Directions
From the data that follows, copy every line with the string "blue".

Records for this task
◇ ◇ ◇

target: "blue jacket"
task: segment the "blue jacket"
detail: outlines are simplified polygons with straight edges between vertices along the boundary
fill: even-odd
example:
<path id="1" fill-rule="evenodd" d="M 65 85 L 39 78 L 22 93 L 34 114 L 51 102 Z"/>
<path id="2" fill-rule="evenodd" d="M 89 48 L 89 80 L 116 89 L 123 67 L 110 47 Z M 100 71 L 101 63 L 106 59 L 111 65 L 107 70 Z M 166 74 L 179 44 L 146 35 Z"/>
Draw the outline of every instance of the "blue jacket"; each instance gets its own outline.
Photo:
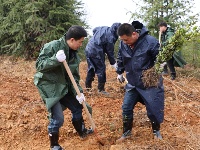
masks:
<path id="1" fill-rule="evenodd" d="M 126 90 L 135 88 L 141 95 L 147 112 L 156 116 L 159 123 L 163 121 L 164 88 L 162 78 L 158 87 L 145 88 L 142 82 L 142 72 L 154 65 L 159 52 L 159 42 L 150 36 L 145 27 L 141 29 L 140 36 L 131 49 L 130 46 L 120 42 L 117 57 L 117 73 L 126 72 L 128 84 Z"/>
<path id="2" fill-rule="evenodd" d="M 118 39 L 117 29 L 120 23 L 114 23 L 111 27 L 102 26 L 93 29 L 93 36 L 90 38 L 86 49 L 86 57 L 105 59 L 105 54 L 111 65 L 115 64 L 114 46 Z"/>

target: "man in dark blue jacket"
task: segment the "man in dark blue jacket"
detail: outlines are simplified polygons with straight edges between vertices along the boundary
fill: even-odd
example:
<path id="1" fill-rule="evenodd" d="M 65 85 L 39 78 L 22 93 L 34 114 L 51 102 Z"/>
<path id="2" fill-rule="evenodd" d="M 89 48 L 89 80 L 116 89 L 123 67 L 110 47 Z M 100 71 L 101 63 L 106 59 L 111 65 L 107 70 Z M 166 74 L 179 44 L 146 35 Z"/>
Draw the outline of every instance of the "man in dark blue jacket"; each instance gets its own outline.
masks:
<path id="1" fill-rule="evenodd" d="M 142 72 L 154 66 L 159 52 L 159 42 L 148 34 L 142 23 L 133 21 L 132 25 L 124 23 L 118 29 L 121 39 L 117 56 L 118 80 L 124 82 L 126 72 L 128 83 L 122 105 L 123 135 L 117 142 L 131 136 L 133 125 L 133 109 L 137 102 L 146 106 L 147 116 L 151 121 L 153 135 L 162 139 L 160 123 L 164 117 L 164 87 L 161 77 L 158 87 L 145 88 Z"/>
<path id="2" fill-rule="evenodd" d="M 94 28 L 93 36 L 89 40 L 85 49 L 88 64 L 85 86 L 86 88 L 91 89 L 92 81 L 94 81 L 95 74 L 97 74 L 98 91 L 104 95 L 109 95 L 109 93 L 105 92 L 105 55 L 107 55 L 112 67 L 116 69 L 114 46 L 118 39 L 117 29 L 119 26 L 120 23 L 113 23 L 111 27 L 101 26 Z"/>

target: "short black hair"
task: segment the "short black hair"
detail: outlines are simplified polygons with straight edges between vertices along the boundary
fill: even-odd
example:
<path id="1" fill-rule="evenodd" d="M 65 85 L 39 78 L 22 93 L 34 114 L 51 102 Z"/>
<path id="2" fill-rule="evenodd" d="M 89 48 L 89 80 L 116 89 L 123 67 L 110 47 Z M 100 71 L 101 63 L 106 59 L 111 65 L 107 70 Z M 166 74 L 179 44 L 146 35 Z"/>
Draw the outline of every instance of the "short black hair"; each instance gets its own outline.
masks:
<path id="1" fill-rule="evenodd" d="M 82 37 L 87 37 L 87 32 L 83 27 L 78 25 L 71 26 L 65 34 L 66 40 L 69 40 L 71 38 L 79 40 Z"/>
<path id="2" fill-rule="evenodd" d="M 122 35 L 131 36 L 133 32 L 136 32 L 136 29 L 131 24 L 128 23 L 121 24 L 117 30 L 118 36 Z"/>
<path id="3" fill-rule="evenodd" d="M 143 28 L 143 24 L 141 22 L 137 21 L 137 20 L 133 21 L 131 24 L 135 29 L 141 30 Z"/>
<path id="4" fill-rule="evenodd" d="M 159 24 L 158 24 L 158 27 L 167 27 L 167 23 L 166 22 L 164 22 L 164 21 L 162 21 L 162 22 L 160 22 Z"/>

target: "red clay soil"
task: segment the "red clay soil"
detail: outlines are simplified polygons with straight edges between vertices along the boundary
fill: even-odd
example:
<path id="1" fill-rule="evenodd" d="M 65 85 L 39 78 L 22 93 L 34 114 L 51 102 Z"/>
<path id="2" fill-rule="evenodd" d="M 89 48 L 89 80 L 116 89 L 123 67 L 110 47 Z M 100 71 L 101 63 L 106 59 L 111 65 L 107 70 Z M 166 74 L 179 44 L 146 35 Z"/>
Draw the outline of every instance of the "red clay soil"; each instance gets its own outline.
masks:
<path id="1" fill-rule="evenodd" d="M 165 85 L 165 119 L 161 124 L 163 140 L 155 140 L 146 109 L 137 104 L 134 115 L 133 136 L 124 143 L 115 141 L 122 134 L 124 84 L 116 80 L 116 73 L 107 65 L 106 91 L 111 97 L 97 93 L 97 80 L 93 91 L 85 93 L 86 101 L 93 108 L 93 120 L 102 146 L 94 135 L 85 141 L 77 136 L 69 110 L 60 129 L 60 145 L 66 150 L 183 150 L 200 149 L 200 80 L 181 74 Z M 187 69 L 187 68 L 185 68 Z M 189 68 L 188 68 L 189 69 Z M 81 85 L 84 87 L 86 62 L 81 63 Z M 47 111 L 33 84 L 35 62 L 0 57 L 0 150 L 48 150 Z M 89 127 L 84 112 L 86 126 Z"/>

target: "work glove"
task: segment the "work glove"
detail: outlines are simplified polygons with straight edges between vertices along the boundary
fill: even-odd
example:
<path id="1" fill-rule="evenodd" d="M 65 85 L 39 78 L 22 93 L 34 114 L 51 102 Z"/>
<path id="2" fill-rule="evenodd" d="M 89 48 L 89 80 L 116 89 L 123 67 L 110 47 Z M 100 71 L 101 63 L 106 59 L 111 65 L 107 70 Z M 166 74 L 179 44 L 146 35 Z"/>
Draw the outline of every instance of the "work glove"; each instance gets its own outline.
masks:
<path id="1" fill-rule="evenodd" d="M 64 53 L 64 50 L 59 50 L 57 53 L 56 53 L 56 58 L 59 62 L 63 62 L 65 61 L 66 59 L 66 55 Z"/>
<path id="2" fill-rule="evenodd" d="M 164 62 L 164 63 L 160 64 L 160 68 L 159 68 L 159 70 L 163 70 L 165 65 L 167 65 L 167 63 L 166 63 L 166 62 Z"/>
<path id="3" fill-rule="evenodd" d="M 83 101 L 85 101 L 85 96 L 84 96 L 83 93 L 81 93 L 81 96 L 80 96 L 80 97 L 79 97 L 78 95 L 76 95 L 76 99 L 78 100 L 78 102 L 79 102 L 80 104 L 82 104 Z"/>
<path id="4" fill-rule="evenodd" d="M 123 74 L 118 74 L 117 79 L 119 80 L 120 83 L 123 83 L 125 81 Z"/>
<path id="5" fill-rule="evenodd" d="M 117 70 L 117 63 L 115 63 L 114 65 L 111 65 L 114 69 Z"/>

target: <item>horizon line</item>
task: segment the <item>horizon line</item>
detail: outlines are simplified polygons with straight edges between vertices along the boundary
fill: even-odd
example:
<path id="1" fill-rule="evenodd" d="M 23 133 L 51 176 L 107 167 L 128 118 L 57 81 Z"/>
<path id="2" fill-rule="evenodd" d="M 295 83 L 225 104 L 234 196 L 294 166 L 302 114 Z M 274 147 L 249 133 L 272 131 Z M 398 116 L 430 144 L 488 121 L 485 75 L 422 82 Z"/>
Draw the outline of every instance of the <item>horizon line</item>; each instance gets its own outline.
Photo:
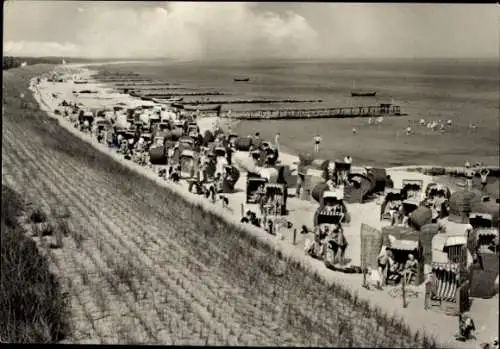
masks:
<path id="1" fill-rule="evenodd" d="M 106 61 L 159 61 L 159 60 L 169 60 L 169 61 L 180 61 L 180 62 L 196 62 L 196 61 L 318 61 L 318 60 L 332 60 L 332 61 L 343 61 L 343 60 L 357 60 L 357 61 L 377 61 L 377 60 L 498 60 L 499 57 L 493 56 L 467 56 L 467 57 L 309 57 L 309 58 L 288 58 L 288 57 L 269 57 L 269 58 L 199 58 L 199 59 L 188 59 L 188 58 L 172 58 L 172 57 L 85 57 L 85 56 L 64 56 L 64 55 L 54 55 L 54 56 L 34 56 L 34 55 L 11 55 L 5 54 L 6 57 L 13 58 L 45 58 L 45 59 L 76 59 L 76 60 L 106 60 Z"/>

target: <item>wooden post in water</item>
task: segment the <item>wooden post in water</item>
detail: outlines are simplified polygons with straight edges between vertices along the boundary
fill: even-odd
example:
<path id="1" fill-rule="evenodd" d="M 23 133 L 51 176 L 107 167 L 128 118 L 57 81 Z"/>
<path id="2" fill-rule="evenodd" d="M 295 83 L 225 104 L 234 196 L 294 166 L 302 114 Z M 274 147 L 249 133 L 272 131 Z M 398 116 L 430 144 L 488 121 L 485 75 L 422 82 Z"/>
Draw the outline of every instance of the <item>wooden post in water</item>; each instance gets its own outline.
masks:
<path id="1" fill-rule="evenodd" d="M 293 244 L 297 244 L 297 228 L 293 229 Z"/>
<path id="2" fill-rule="evenodd" d="M 245 216 L 245 205 L 243 203 L 241 203 L 241 218 L 243 218 Z"/>

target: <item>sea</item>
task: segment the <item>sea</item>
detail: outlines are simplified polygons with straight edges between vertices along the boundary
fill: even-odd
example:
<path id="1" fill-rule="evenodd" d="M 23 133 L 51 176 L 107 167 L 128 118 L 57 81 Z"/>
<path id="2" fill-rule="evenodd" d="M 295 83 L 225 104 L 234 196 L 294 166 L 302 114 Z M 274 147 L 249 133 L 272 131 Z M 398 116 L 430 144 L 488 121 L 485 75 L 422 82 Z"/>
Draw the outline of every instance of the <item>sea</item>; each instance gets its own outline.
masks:
<path id="1" fill-rule="evenodd" d="M 103 66 L 132 71 L 190 89 L 217 90 L 224 96 L 208 99 L 322 100 L 297 104 L 231 104 L 228 110 L 323 108 L 399 105 L 406 115 L 368 118 L 239 121 L 240 135 L 259 132 L 280 148 L 299 154 L 313 151 L 313 138 L 322 137 L 323 159 L 350 155 L 355 163 L 371 166 L 462 166 L 465 161 L 499 166 L 499 63 L 485 59 L 404 60 L 253 60 L 175 62 L 153 61 Z M 236 82 L 234 78 L 248 82 Z M 376 97 L 351 97 L 353 89 L 375 90 Z M 188 97 L 185 100 L 200 99 Z M 443 132 L 418 121 L 447 122 Z M 475 128 L 470 126 L 474 125 Z M 407 135 L 406 128 L 413 134 Z M 353 132 L 355 129 L 355 132 Z"/>

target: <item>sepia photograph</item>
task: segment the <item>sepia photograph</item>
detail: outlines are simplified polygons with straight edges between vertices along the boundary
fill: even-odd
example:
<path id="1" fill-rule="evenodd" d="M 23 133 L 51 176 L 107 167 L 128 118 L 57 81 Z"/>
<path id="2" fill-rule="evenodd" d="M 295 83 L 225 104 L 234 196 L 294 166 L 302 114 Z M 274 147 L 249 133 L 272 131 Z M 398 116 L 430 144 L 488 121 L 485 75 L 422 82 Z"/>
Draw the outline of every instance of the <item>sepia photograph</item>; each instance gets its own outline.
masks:
<path id="1" fill-rule="evenodd" d="M 3 13 L 1 343 L 499 348 L 498 5 Z"/>

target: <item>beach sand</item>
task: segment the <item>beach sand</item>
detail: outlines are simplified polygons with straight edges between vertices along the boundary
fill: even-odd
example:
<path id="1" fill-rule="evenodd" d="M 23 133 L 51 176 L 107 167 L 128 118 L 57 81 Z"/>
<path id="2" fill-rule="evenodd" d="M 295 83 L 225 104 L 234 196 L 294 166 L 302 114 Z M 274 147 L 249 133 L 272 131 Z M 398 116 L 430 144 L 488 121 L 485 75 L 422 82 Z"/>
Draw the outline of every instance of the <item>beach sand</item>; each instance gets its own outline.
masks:
<path id="1" fill-rule="evenodd" d="M 73 67 L 81 69 L 80 67 Z M 91 71 L 81 70 L 80 75 L 89 75 Z M 108 149 L 102 144 L 98 144 L 97 141 L 91 138 L 89 135 L 82 134 L 77 129 L 71 125 L 69 120 L 64 119 L 60 116 L 54 115 L 54 110 L 57 108 L 58 104 L 63 100 L 67 101 L 78 101 L 84 103 L 89 108 L 103 108 L 111 107 L 118 102 L 127 103 L 128 105 L 147 104 L 148 102 L 137 101 L 128 95 L 113 95 L 107 94 L 107 87 L 100 83 L 89 83 L 85 85 L 85 89 L 97 90 L 97 94 L 89 96 L 84 100 L 75 97 L 72 91 L 75 89 L 75 85 L 72 82 L 66 83 L 48 83 L 43 82 L 40 86 L 37 86 L 35 91 L 35 97 L 39 101 L 42 108 L 44 108 L 47 113 L 59 120 L 62 127 L 67 128 L 75 136 L 84 139 L 89 142 L 93 147 L 109 154 L 114 160 L 126 164 L 126 166 L 133 168 L 134 170 L 154 179 L 157 183 L 163 186 L 172 187 L 172 184 L 168 182 L 162 182 L 155 174 L 148 168 L 140 167 L 130 161 L 126 161 L 121 155 L 116 154 L 114 150 Z M 57 93 L 58 97 L 54 98 L 53 93 Z M 99 99 L 100 97 L 112 97 L 111 99 Z M 214 123 L 219 121 L 223 128 L 228 127 L 227 120 L 217 120 L 217 118 L 201 118 L 198 120 L 198 124 L 202 132 L 206 129 L 212 129 Z M 234 154 L 235 163 L 248 164 L 250 161 L 248 153 L 237 152 Z M 281 153 L 280 161 L 282 164 L 294 166 L 294 162 L 298 161 L 297 156 L 292 154 Z M 426 175 L 422 175 L 418 172 L 407 172 L 401 169 L 388 170 L 388 174 L 391 175 L 395 186 L 401 186 L 403 179 L 419 179 L 424 182 L 424 187 L 435 181 L 434 178 Z M 245 204 L 245 184 L 246 184 L 246 173 L 242 171 L 241 177 L 236 184 L 236 192 L 234 194 L 227 195 L 230 202 L 230 207 L 228 209 L 227 215 L 232 215 L 238 218 L 240 217 L 240 212 L 243 207 L 243 211 L 251 209 L 253 211 L 258 211 L 255 207 L 256 205 Z M 190 196 L 187 194 L 187 183 L 182 181 L 175 191 L 182 191 L 183 195 L 186 197 Z M 215 204 L 220 205 L 220 204 Z M 360 242 L 360 227 L 362 223 L 368 224 L 374 228 L 380 229 L 381 222 L 379 219 L 380 206 L 377 202 L 369 202 L 365 204 L 348 204 L 348 211 L 352 217 L 350 224 L 344 227 L 345 235 L 349 243 L 349 247 L 346 251 L 346 258 L 350 260 L 353 265 L 360 264 L 361 256 L 361 242 Z M 287 220 L 293 223 L 293 226 L 300 231 L 302 225 L 307 227 L 312 227 L 313 213 L 317 208 L 317 203 L 313 201 L 304 201 L 297 198 L 291 197 L 288 200 L 288 208 L 290 211 Z M 222 210 L 222 208 L 221 208 Z M 265 240 L 270 240 L 276 238 L 261 232 L 261 238 Z M 382 309 L 387 311 L 389 314 L 398 314 L 405 318 L 406 322 L 414 330 L 425 330 L 427 333 L 436 336 L 438 342 L 446 347 L 454 348 L 470 348 L 476 347 L 481 342 L 489 342 L 492 338 L 498 336 L 498 295 L 494 299 L 474 300 L 474 304 L 470 311 L 472 317 L 476 322 L 476 326 L 479 329 L 477 333 L 478 339 L 476 341 L 470 341 L 467 343 L 456 342 L 453 339 L 454 334 L 457 331 L 457 319 L 450 316 L 445 316 L 440 313 L 425 311 L 424 310 L 424 289 L 423 285 L 419 287 L 420 296 L 417 299 L 409 299 L 409 304 L 407 308 L 401 306 L 401 300 L 395 299 L 388 294 L 389 288 L 384 291 L 368 291 L 361 287 L 362 276 L 360 274 L 344 274 L 340 272 L 334 272 L 327 269 L 324 264 L 320 261 L 314 261 L 309 257 L 306 257 L 303 248 L 304 242 L 307 238 L 311 238 L 311 234 L 301 235 L 297 234 L 296 244 L 293 244 L 293 229 L 282 231 L 283 240 L 278 242 L 272 242 L 273 244 L 279 244 L 282 248 L 286 249 L 291 255 L 300 260 L 309 259 L 308 263 L 313 265 L 314 269 L 327 280 L 335 280 L 335 282 L 340 283 L 348 288 L 355 290 L 359 293 L 360 297 L 369 299 L 373 304 L 380 306 Z"/>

◇ ◇ ◇

Task solution
target: "blue jacket"
task: segment the "blue jacket"
Draw the outline of every instance of the "blue jacket"; each instance gets its own outline.
target: "man in dark blue jacket"
task: segment the "man in dark blue jacket"
Draw the outline of every instance of the "man in dark blue jacket"; each instance gets its own outline.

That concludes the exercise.